Coordinate labeling data>

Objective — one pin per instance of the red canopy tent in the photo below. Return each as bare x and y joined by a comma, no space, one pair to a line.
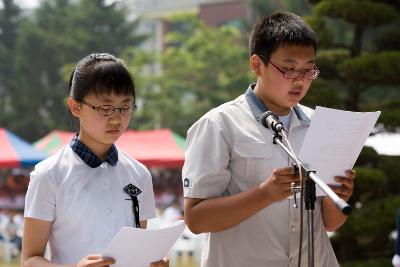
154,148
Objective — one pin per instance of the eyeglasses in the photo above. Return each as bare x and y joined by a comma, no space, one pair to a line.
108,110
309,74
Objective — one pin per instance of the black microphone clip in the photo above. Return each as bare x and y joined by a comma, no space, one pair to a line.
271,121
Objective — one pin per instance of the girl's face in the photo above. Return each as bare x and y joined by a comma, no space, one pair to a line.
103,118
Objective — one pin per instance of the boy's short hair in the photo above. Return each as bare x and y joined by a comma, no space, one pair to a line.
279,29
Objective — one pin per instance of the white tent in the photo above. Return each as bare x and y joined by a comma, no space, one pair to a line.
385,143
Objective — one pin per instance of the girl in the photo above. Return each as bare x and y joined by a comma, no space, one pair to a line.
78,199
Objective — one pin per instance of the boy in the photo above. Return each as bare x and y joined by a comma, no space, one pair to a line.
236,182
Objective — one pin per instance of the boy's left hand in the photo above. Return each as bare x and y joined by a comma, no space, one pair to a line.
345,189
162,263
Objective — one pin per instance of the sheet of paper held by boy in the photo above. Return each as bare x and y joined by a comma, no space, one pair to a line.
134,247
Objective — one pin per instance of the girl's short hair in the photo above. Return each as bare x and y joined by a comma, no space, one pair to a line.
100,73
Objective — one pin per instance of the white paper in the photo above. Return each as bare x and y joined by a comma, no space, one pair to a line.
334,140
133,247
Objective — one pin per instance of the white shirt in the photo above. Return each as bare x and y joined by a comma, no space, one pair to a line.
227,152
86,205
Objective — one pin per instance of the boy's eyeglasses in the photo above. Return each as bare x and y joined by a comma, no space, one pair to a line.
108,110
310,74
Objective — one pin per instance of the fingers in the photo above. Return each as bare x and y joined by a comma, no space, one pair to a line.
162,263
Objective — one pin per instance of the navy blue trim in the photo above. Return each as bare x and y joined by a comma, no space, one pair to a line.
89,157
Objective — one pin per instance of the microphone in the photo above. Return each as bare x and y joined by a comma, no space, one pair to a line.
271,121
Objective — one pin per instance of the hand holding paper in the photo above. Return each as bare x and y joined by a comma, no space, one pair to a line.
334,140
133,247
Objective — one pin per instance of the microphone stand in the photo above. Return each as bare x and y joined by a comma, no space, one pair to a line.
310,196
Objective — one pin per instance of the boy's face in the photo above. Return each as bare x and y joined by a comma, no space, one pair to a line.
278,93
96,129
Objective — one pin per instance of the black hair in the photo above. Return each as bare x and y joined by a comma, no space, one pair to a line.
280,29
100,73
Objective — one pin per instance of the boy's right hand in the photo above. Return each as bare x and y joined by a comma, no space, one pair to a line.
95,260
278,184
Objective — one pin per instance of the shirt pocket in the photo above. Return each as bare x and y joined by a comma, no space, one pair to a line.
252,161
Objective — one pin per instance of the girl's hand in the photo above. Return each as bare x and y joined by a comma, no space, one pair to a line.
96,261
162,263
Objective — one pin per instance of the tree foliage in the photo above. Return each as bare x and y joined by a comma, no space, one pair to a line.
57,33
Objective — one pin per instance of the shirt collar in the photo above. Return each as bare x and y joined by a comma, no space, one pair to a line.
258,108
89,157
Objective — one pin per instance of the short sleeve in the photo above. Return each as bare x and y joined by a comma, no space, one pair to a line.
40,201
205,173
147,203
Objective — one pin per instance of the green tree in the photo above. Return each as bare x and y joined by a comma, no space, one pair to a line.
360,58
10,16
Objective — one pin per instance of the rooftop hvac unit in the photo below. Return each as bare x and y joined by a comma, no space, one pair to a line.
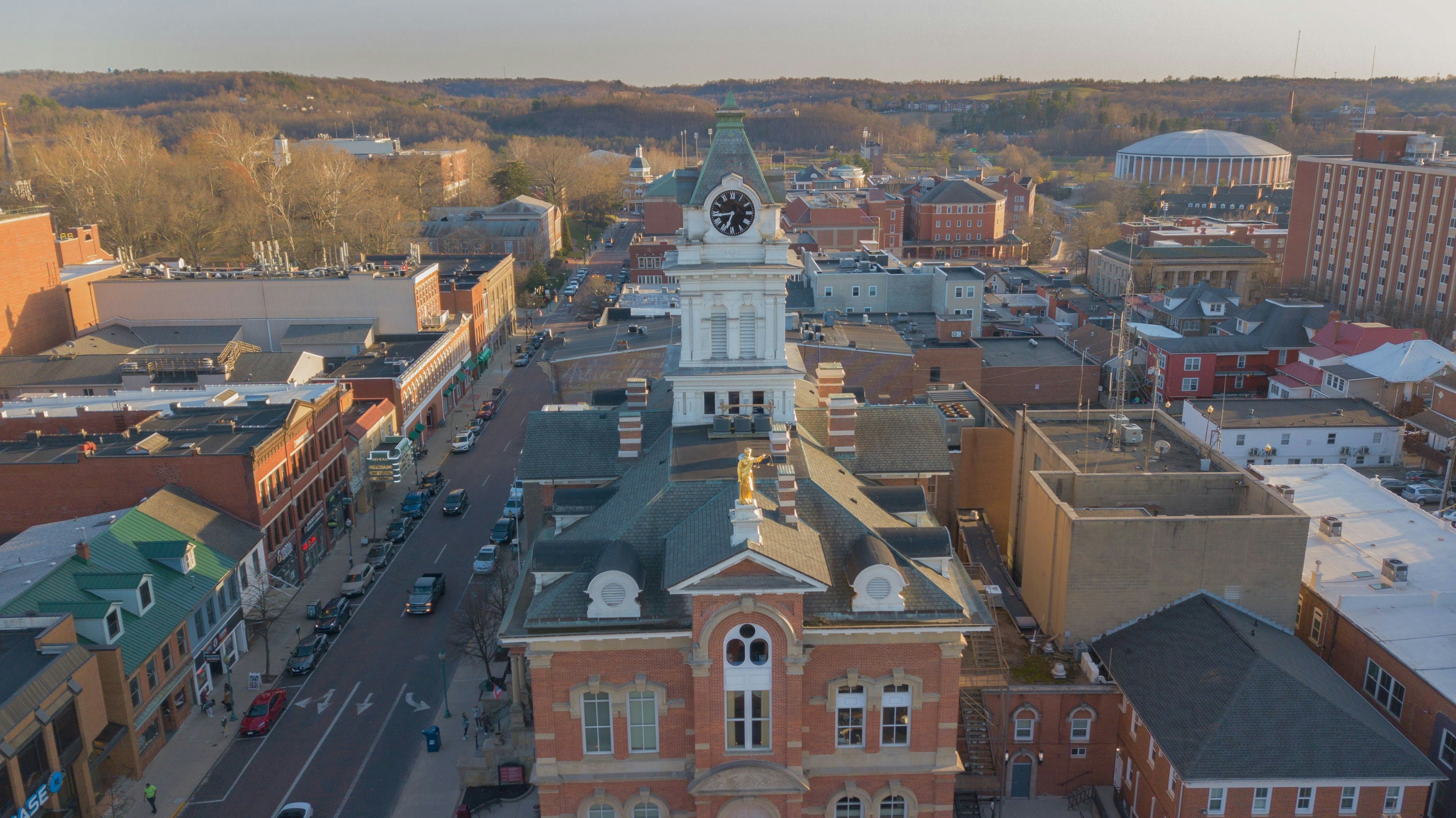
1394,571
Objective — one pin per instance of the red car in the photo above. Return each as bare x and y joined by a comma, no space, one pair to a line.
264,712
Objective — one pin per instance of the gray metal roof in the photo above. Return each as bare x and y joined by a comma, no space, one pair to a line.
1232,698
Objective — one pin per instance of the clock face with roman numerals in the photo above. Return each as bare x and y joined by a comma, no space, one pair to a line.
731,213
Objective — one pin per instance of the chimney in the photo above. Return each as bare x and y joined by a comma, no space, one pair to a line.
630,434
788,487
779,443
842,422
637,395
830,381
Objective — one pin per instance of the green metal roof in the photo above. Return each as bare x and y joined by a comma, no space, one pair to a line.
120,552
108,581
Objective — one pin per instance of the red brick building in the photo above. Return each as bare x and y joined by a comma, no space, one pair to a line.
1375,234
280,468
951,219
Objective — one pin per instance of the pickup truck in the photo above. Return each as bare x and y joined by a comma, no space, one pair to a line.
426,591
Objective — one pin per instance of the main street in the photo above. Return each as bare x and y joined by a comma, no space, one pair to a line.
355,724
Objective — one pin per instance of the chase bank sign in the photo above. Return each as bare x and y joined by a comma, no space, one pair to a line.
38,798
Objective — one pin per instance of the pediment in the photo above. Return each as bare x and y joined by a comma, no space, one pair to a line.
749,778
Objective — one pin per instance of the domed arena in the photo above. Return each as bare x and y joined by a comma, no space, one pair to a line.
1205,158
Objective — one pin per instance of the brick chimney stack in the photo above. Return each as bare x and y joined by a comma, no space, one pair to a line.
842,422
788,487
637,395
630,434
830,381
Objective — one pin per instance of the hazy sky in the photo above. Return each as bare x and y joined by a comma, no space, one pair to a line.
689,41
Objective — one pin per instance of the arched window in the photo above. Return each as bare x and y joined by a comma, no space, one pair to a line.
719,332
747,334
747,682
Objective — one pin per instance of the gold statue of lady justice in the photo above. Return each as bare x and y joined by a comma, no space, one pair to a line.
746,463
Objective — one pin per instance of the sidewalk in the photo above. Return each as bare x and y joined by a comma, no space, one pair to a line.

Work instructions> Repeat all of the records verbatim, leaving out the pictures.

Output>
Objective — one pin per instance of the red canopy tent in the photo below. Return each as bare x and y joined by a comma, no space, one pair to a line.
154,148
Objective — one pin per instance of the eyeglasses in the photo above. Return each as bare x and y joined by a comma, no space, one pair to a line.
108,110
309,74
Objective — one pin per instance of the black microphone clip in the photo above. Return each as bare x and y joined by a comma, no space, one pair to a line.
271,121
Objective — one pin per instance of the girl's face in the photo above. Return each as bare x and y joined by a comma, no space, one pair to a line.
103,118
Objective — one pin per instance of the boy's short hair in the photo above. Return each as bare x and y joined by a comma, no space, one pair to a line.
279,29
Objective — one pin per instance of the white tent in the photo above. Return each as bare x and y joined by a comma, no space, one pair to a line.
385,143
Objective — one pin per instance of the girl in the photo above. Return each as bare x and y joined by a comma, no space, one pair to a line.
78,199
Objective — one pin per instance of the boy in the photo above. Return each as bare x and y joined by a comma, no space, one pair to a line.
236,182
Objective — one pin per instance of the boy's left hand in the photo above. Return each as bare x and y joined by a comma, no space, one pair to a line.
345,189
162,263
Objective — one pin per instance of the sheet of paper held by boy in the photo above. Return each as bare x and y joined by a comma, no space, one pair to a line.
134,247
Objective — one pin per instance of the girl's short hair in the photo above. Return each as bare x and y joined by a comma, no space, one pair to a line.
100,73
Objective — one pin per instance of the white paper in the photo above. Return each as bare x and y joined by a comma, no space, one pair to a line.
334,140
133,247
Objective — one pin per instance of the white shirt in the photo above. Return each as bare x and y joined by a comma, no space, one pair to a line.
227,152
86,205
Objective — one pin per instance of the boy's eyeglasses in the photo above. Return each as bare x and y joined by a comma, no space, one pair to a line.
108,110
310,74
Objective — one pin per instance of the fingers in the photo above. Return each as bare x and y joined by a comma, no space, one pair to a line.
162,263
Objective — one pin per instance of the navy blue trim in the photo above. Return each as bare x and y joined by a comma, no space, one pair to a line.
89,157
Objective — one pin per instance of the microphone in the photo above. Return each as bare x and y joined by a comma, no space, one pair to a line.
271,121
Objective — one pin per instance of the hand holding paper in the photo above. Return each as bare x and y joined by a comma, no space, one pair to a line.
334,140
133,247
Objective — one pin per instance of the microphone stand in the photo above. Return each as bare x and y joined by a comma, no space, one pair to a line.
310,196
Objective — one pin per instance of the boy's face in the photo above. Return each as bare x and y joined by a comma, no space, one pair to a line.
278,93
96,129
Objective — one pin per instance of the black hair in the photo above. Return each as bare x and y joined by a comma, no space, one pair to a line.
280,29
100,73
Objective — one pin per instance of the boy's right hand in the photo above. Return each as bare x and y joined by a comma, no space, one pair to a line.
95,260
278,184
Objective — one pin per instance of the shirt pocket in the photo above. Return each as bare x and y joined by a comma, no space, one pair to a line.
252,161
Objective — one pin per instance of the girl's hand in the photo above. Return each as bare x and y joined by a comma, no space, one pair to a line.
96,261
162,263
Objective — one pin per instance of the tree foliage in the photo above. Return each as bare x and y joined by a comma, no space, one pair to a line.
57,33
Objective — one pin per instance of the shirt collar in the photo above. Return each as bare x and y joined by a comma, no space, one pair to a line.
258,108
89,157
Objective — one pin per instance of the short sleeve in the photo above. Return each as bare x and y joined by a comma, no space, one pair to a line.
40,201
205,173
147,203
Objective — one pin per instance of the green tree in the photo above. Return each as bare x and y joined by a comma, no space, one pair to a line.
360,58
10,16
Objective — one pin per instance of the rooftop hvac unit in the photo below. Return each as bare x and y joined by a comma, no space, one pair to a line.
1394,571
Objective — one pin per instance of the red car in the photo above. Return each as bare x and y joined by a comma, no space, one pair to a line.
264,712
Objective — one pin per instance of the gray metal roof in the photo above. Return each as bare x and y joined by a comma, no space, one pair to a line.
1232,698
Objective — one pin per instance of the clock face with roman numerals in the photo above. Return each as bare x and y joined by a comma, no space, one pair to a line.
731,213
Objective — one pin per instance of the chimney in the photo above. Return each as bare x and y joined by a comma, no space, one pair to a line.
630,434
788,487
779,443
842,422
637,395
830,381
Objective — one pin per instance of the green metal roof in the photo above. Return each as bare x and y joined by a comma, no space, one pair to a line.
120,552
108,581
Objective — one pin per instance of the red brick building in the photo above. Return each as bare x and y joined by a comma, no space, one pair to a line.
1375,234
280,468
951,219
Objective — one pin per instance of the pickup truck in the photo above. Return each as bare x and y joined by a comma, no space, one pair to a line.
426,591
Objective — one pin per instance of the main street in the photo above. Return each as bare x and y joined by a comma, no space, one pair to a line.
355,724
Objective — one pin per instance of the chase bank sign in the photo above. Return each as bare x and y joined by a comma, no space, one pair to a line.
38,798
Objective — one pin per instance of the pediment in the photo above. Return each as bare x and y joined by a comma, no space, one pair to a line.
749,778
Objective — one pin per instance of the domed arena in the photo above. Return each as bare x and y joined by a comma, no space, one pair to a line.
1205,158
Objective — one pin per instance of the brick chimney stack in the photo above. Return each as bare x and y joined by a comma, no space, one pair to a line.
842,422
788,487
637,395
630,434
830,381
Objective — one pin per instance of the hazy sky in the photo above. Return each as bare x and y joined by a comma, no space, one pair to a line.
689,41
Objective — one pin per instance of the arched window in the photo above. Return each as bare x and y joined by a comma, no space, one pair to a line.
719,332
747,334
747,682
Objective — one pin per instance of the gold statue of lady justice in the photo above. Return each as bare x and y joined by a comma, no space, one pair to a line.
746,463
Objective — one pin per instance of the sidewalk in the photo above. Return each as bare x and y joined by a comma, no space, one pair to a line.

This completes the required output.